- INPUT:
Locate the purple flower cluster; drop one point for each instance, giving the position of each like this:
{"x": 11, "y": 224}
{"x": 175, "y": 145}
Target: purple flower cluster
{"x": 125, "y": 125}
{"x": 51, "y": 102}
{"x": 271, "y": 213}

- TASK TO COMPLETE:
Write out every line above again, character for character, with no changes.

- SOLUTION:
Locate the purple flower cluster; drop one point for each instance, giving the position of each like this:
{"x": 11, "y": 224}
{"x": 175, "y": 145}
Target: purple flower cluster
{"x": 125, "y": 125}
{"x": 51, "y": 102}
{"x": 271, "y": 213}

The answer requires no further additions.